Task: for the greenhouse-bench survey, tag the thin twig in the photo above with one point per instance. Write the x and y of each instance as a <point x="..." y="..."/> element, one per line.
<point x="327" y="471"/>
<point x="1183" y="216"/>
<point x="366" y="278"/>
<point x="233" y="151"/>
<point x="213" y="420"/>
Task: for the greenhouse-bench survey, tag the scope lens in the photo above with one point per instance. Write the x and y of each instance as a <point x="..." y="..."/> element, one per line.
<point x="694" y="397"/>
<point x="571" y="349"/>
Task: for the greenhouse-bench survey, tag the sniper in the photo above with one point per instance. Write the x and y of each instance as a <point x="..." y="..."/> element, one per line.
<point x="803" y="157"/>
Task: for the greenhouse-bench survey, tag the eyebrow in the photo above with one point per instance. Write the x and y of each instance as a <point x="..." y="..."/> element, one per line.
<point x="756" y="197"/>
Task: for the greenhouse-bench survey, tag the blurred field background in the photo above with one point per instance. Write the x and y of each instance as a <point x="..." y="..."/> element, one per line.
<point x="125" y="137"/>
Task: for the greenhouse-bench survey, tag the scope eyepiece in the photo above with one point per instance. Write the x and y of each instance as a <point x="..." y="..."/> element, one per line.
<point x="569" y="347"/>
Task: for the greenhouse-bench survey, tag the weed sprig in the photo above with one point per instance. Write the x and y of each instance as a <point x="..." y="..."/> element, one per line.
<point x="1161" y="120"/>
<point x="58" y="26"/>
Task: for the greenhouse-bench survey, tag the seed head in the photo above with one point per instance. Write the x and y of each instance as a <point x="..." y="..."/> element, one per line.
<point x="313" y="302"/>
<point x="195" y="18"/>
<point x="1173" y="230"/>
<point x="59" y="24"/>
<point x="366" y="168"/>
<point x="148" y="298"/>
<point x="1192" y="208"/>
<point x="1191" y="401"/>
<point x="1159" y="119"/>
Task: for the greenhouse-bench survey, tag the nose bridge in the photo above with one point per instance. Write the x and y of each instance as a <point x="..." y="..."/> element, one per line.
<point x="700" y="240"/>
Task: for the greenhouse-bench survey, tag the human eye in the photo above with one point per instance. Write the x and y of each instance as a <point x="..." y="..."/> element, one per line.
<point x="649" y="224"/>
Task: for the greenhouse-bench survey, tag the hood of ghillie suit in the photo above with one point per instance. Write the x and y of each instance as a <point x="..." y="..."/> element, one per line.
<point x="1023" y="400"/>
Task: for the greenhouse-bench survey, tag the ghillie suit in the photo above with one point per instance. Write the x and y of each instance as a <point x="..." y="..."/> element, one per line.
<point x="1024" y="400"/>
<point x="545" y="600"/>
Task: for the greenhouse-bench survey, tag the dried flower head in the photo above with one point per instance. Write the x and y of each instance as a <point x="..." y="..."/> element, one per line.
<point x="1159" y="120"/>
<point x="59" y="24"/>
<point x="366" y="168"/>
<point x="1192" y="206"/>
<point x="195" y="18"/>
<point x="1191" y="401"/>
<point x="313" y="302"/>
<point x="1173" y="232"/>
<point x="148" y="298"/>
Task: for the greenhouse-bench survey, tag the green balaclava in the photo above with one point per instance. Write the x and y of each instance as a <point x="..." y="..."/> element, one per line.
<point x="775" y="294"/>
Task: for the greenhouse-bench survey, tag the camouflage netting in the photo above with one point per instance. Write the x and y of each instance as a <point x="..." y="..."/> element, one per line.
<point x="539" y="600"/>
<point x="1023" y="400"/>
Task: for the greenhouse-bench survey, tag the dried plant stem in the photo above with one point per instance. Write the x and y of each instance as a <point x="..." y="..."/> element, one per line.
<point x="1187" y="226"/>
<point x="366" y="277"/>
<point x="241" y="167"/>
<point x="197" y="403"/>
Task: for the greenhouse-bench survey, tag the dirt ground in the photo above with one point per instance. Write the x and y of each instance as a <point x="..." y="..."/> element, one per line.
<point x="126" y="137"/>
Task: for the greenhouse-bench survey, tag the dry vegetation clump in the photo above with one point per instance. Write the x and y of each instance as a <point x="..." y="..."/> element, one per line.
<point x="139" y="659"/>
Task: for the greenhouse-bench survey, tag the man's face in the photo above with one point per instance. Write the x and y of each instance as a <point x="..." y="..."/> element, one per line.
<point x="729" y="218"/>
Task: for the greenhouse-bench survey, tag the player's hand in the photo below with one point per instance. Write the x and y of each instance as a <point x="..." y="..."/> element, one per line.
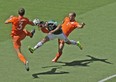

__________

Copy out every line of the records above word for word, leaving out the pictures.

Task: for the greenhouse-bench survey, tag the thin twig in the photo above with one point per instance. Write the x and y of each instance as a <point x="..." y="..."/> element, one per line.
<point x="327" y="471"/>
<point x="1183" y="216"/>
<point x="366" y="278"/>
<point x="233" y="151"/>
<point x="213" y="420"/>
Task: for the greenhouse-bench survey, tag the scope lens in the photo above with one point per instance. Write the x and y of each instance as a <point x="..." y="..."/> element, one per line.
<point x="694" y="397"/>
<point x="571" y="349"/>
Task: for the greenhouse-bench survey, tag the sniper in the photo above with one point per instance. Write the x and y of each instance as a <point x="..." y="..."/> element, one per line.
<point x="803" y="157"/>
Task: for the greenhouse-bench survey, tag the eyebrow in the photo above with one point per instance. Write the x and y of each instance as a <point x="..." y="..."/> element, one per line.
<point x="756" y="197"/>
Task: for the greenhouse-bench survey, tag the blurred field background in the photo above with one point per instance. Write the x and y of each instance as a <point x="..." y="..."/> element, one per line.
<point x="125" y="137"/>
Task: for the greenhouse-bench survey, tag the scope eyepiece in the photo above with one point per instance. Write the x and y of each instance as a <point x="..." y="..."/> element, one per line.
<point x="569" y="347"/>
Task: for the greenhouse-bench survey, tag the weed sprig in the photo above with one point per instance. Write the x and y of each instance as a <point x="..." y="..."/> element, one per line.
<point x="1161" y="120"/>
<point x="58" y="26"/>
Task: for the greenhouse-bench survey, tag the seed head in the photo above with one point per instance. Write the x and y of each instance as a <point x="..." y="..."/> element, one per line.
<point x="313" y="302"/>
<point x="195" y="18"/>
<point x="1173" y="230"/>
<point x="59" y="24"/>
<point x="366" y="168"/>
<point x="148" y="298"/>
<point x="1192" y="208"/>
<point x="1191" y="401"/>
<point x="1159" y="119"/>
Task: for the greenhouse-bench survey, tag the nose bridge in the photo above with one point per instance. Write the x and y of each instance as a <point x="..." y="..."/> element, one per line.
<point x="700" y="240"/>
Task: for the greenhouse-bench survey, tag the human eye in the photo above with one point per instance. Write the x and y of each instance as a <point x="..." y="..."/> element, one per line.
<point x="649" y="224"/>
Task: for the greenhouse-bench survey, tag the hood of ghillie suit in the photo above with one point per instance. Write the x and y of each instance as a <point x="..." y="..."/> element, one per line.
<point x="1023" y="400"/>
Task: for the greenhouse-bench survey, tag the ghillie suit in the photo above with one point per instance. Write the x and y of each instance as a <point x="..." y="..."/> element, one per line.
<point x="1024" y="400"/>
<point x="545" y="600"/>
Task: for the greenhouse-bench survey, tag the dried flower head in the photo above with one point per instance. Write the x and y of each instance as a <point x="..." y="..."/> element, one per line.
<point x="1159" y="120"/>
<point x="59" y="24"/>
<point x="366" y="168"/>
<point x="1192" y="206"/>
<point x="195" y="18"/>
<point x="1191" y="401"/>
<point x="313" y="302"/>
<point x="1173" y="232"/>
<point x="148" y="298"/>
Task: for the greenhouse-bench survey, tag the green balaclava in the photo above with one point per instance. Write the x and y of each instance as a <point x="..." y="..."/> element, one per line.
<point x="775" y="294"/>
Task: for the greenhouse-bench survey, tag the camouflage netting in the photo above with one point per instance. Write the x and y of each instance as a <point x="..." y="..."/> element, one per line.
<point x="539" y="600"/>
<point x="1023" y="400"/>
Task: for the greenhouse-bench survey, tag the dried plant stem in the photo above with one point per instance. Write the x and y of each instance as a <point x="..." y="..."/> element, one per line.
<point x="1187" y="226"/>
<point x="366" y="277"/>
<point x="241" y="167"/>
<point x="197" y="403"/>
Task: for the greenhouse-bench survey, tag the dirt ground in the photo above with one point per instance. Write the x and y of each instance as a <point x="..." y="..."/> element, one per line.
<point x="126" y="137"/>
Task: for the greenhouse-bench survey, tag the dry vegetation clump in the photo above with one point per instance. Write the x and y of each instance as a <point x="..." y="..."/> element, one per line.
<point x="139" y="659"/>
Task: for the greenhouse-bench survey, tag the man's face in the photo above with one point per instance. Write the x and y of each instance as a <point x="..." y="..."/> element, one per line.
<point x="729" y="218"/>
Task: for the greenhouse-bench survey, tag the player's hand in the photo below with one point per instance. Write the x and y of each instance as a <point x="..." y="..."/> element, one per line.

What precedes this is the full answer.